§ **The request**:
Write out the listing below word for word, from the line containing "One pin marks each instance of the white boat." up to and including its last line.

--

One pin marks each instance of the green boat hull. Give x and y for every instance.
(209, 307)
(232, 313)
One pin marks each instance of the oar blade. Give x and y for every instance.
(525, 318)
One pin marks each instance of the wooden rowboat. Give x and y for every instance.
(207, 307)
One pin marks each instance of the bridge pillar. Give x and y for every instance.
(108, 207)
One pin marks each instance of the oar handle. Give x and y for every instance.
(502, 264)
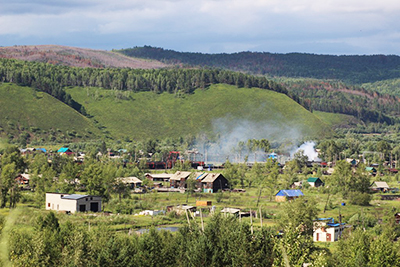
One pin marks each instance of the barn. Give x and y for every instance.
(285, 195)
(72, 202)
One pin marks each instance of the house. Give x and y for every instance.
(133, 182)
(214, 182)
(23, 179)
(65, 151)
(370, 170)
(397, 217)
(72, 203)
(315, 182)
(284, 195)
(158, 177)
(326, 230)
(380, 186)
(178, 179)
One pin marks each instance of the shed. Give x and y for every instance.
(23, 178)
(214, 182)
(315, 182)
(72, 202)
(326, 230)
(159, 177)
(380, 186)
(133, 182)
(284, 195)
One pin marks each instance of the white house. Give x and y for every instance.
(72, 202)
(325, 230)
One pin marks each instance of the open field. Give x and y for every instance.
(220, 108)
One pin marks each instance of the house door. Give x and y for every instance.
(94, 206)
(328, 237)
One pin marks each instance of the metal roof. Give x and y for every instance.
(290, 193)
(74, 196)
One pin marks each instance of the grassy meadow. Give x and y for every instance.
(148, 115)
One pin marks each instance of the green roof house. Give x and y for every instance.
(315, 182)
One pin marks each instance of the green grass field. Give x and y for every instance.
(148, 115)
(24, 109)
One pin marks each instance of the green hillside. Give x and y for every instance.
(219, 108)
(36, 116)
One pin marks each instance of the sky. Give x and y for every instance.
(338, 27)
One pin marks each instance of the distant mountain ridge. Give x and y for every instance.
(356, 69)
(76, 57)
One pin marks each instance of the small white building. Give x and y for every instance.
(325, 230)
(72, 202)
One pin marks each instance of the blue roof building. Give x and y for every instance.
(284, 195)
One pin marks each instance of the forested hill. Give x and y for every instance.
(350, 69)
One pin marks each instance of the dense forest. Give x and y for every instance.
(350, 69)
(52, 79)
(336, 97)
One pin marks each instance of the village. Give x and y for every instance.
(202, 191)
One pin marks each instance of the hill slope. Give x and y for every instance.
(31, 115)
(220, 109)
(77, 57)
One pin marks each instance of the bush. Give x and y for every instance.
(357, 198)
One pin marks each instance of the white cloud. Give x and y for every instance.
(210, 25)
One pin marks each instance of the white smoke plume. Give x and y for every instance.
(309, 151)
(230, 132)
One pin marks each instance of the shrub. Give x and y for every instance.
(357, 198)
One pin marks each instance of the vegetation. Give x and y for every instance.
(29, 116)
(350, 69)
(145, 115)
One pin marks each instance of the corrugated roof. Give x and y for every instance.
(211, 177)
(130, 180)
(74, 196)
(290, 193)
(380, 185)
(179, 175)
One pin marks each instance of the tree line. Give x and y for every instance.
(351, 69)
(53, 78)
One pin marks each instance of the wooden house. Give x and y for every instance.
(380, 186)
(23, 179)
(284, 195)
(315, 182)
(133, 182)
(326, 230)
(72, 202)
(214, 182)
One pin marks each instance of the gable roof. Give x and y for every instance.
(211, 177)
(130, 180)
(180, 175)
(313, 179)
(380, 185)
(63, 150)
(290, 193)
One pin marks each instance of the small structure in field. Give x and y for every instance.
(133, 182)
(204, 203)
(380, 186)
(214, 182)
(285, 195)
(326, 230)
(72, 202)
(159, 177)
(315, 182)
(23, 179)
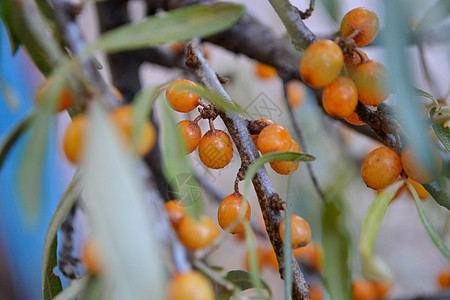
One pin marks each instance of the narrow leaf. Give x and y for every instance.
(51, 284)
(336, 244)
(428, 226)
(178, 171)
(177, 25)
(374, 267)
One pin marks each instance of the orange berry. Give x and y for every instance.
(230, 210)
(321, 63)
(122, 117)
(265, 71)
(444, 279)
(316, 292)
(300, 231)
(381, 288)
(421, 191)
(296, 93)
(65, 98)
(284, 167)
(371, 79)
(381, 168)
(364, 21)
(215, 149)
(363, 290)
(74, 139)
(340, 97)
(353, 119)
(197, 234)
(274, 138)
(353, 59)
(417, 170)
(175, 211)
(270, 258)
(191, 134)
(190, 285)
(92, 257)
(179, 99)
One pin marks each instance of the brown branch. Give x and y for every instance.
(237, 128)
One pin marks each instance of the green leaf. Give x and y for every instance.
(117, 204)
(12, 136)
(176, 165)
(336, 241)
(51, 285)
(177, 25)
(443, 133)
(373, 267)
(74, 289)
(428, 226)
(243, 280)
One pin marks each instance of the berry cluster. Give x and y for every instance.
(345, 72)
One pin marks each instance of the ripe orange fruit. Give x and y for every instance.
(274, 138)
(215, 149)
(265, 71)
(190, 285)
(363, 290)
(122, 117)
(175, 211)
(197, 234)
(340, 97)
(371, 79)
(381, 168)
(179, 99)
(417, 170)
(191, 134)
(300, 231)
(75, 138)
(363, 20)
(230, 210)
(321, 63)
(284, 167)
(92, 257)
(65, 99)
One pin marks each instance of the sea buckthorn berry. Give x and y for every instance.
(371, 79)
(190, 285)
(284, 167)
(296, 93)
(265, 71)
(353, 59)
(444, 279)
(340, 97)
(316, 292)
(75, 138)
(274, 138)
(300, 231)
(175, 211)
(230, 210)
(353, 119)
(363, 20)
(421, 191)
(197, 234)
(123, 119)
(381, 168)
(179, 99)
(191, 134)
(417, 169)
(92, 257)
(65, 99)
(215, 149)
(363, 290)
(321, 63)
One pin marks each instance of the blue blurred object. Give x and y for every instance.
(22, 242)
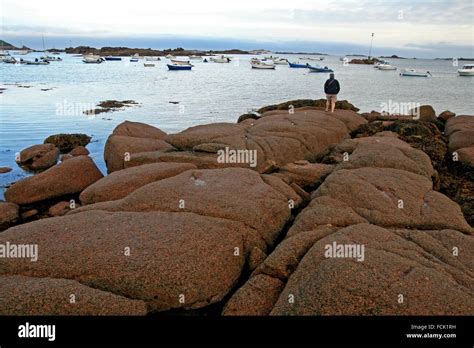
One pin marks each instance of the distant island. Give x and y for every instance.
(394, 56)
(459, 59)
(304, 53)
(125, 51)
(5, 46)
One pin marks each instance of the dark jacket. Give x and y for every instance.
(332, 86)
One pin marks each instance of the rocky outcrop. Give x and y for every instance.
(24, 295)
(173, 228)
(79, 151)
(460, 132)
(282, 138)
(9, 213)
(300, 103)
(119, 184)
(186, 249)
(446, 115)
(38, 157)
(410, 234)
(68, 177)
(67, 142)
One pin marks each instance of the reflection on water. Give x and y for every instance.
(44, 100)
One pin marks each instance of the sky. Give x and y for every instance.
(414, 28)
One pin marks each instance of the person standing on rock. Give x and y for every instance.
(331, 88)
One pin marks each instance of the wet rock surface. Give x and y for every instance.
(174, 229)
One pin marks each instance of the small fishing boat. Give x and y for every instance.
(91, 59)
(112, 58)
(180, 62)
(257, 64)
(179, 67)
(220, 59)
(280, 61)
(34, 62)
(319, 69)
(382, 62)
(466, 70)
(414, 73)
(8, 60)
(51, 59)
(386, 66)
(297, 65)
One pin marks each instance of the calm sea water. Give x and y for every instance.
(44, 100)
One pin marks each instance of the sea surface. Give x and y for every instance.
(42, 100)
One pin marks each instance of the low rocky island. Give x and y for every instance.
(343, 214)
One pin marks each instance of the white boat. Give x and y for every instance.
(220, 59)
(33, 62)
(280, 61)
(257, 64)
(376, 65)
(386, 66)
(51, 59)
(413, 72)
(91, 59)
(9, 60)
(466, 70)
(180, 62)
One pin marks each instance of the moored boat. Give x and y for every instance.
(280, 61)
(414, 73)
(466, 70)
(112, 58)
(180, 62)
(220, 59)
(257, 64)
(297, 65)
(34, 62)
(386, 66)
(179, 67)
(8, 60)
(319, 69)
(51, 59)
(92, 59)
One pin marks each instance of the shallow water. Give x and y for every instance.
(211, 92)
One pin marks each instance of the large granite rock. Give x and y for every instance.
(121, 183)
(187, 256)
(71, 176)
(67, 142)
(417, 256)
(38, 157)
(23, 295)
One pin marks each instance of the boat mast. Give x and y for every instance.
(371, 41)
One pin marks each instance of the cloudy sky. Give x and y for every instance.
(422, 28)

--

§ **Answer to this task**:
One pin marks each instance of the white boat. Give x and y for every instance.
(220, 59)
(33, 62)
(280, 61)
(257, 64)
(376, 65)
(386, 66)
(51, 59)
(413, 72)
(91, 59)
(9, 60)
(466, 70)
(180, 62)
One pin marks each instance of the moored boat. Give x and y for every instance.
(280, 61)
(414, 73)
(466, 70)
(112, 58)
(180, 62)
(220, 59)
(257, 64)
(297, 65)
(34, 62)
(386, 66)
(179, 67)
(8, 60)
(319, 69)
(51, 59)
(92, 59)
One pin marks each instance of the shallow water. Give x and y for every instance.
(211, 92)
One pin marks each instance of the large granite rock. Give x and y for every instance.
(121, 183)
(187, 256)
(71, 176)
(67, 142)
(417, 256)
(38, 157)
(23, 295)
One pin marks each instance of the boat mast. Give x and y for every instance.
(371, 41)
One pin marks each instance of the cloudy sky. Give x and y for every instance.
(422, 28)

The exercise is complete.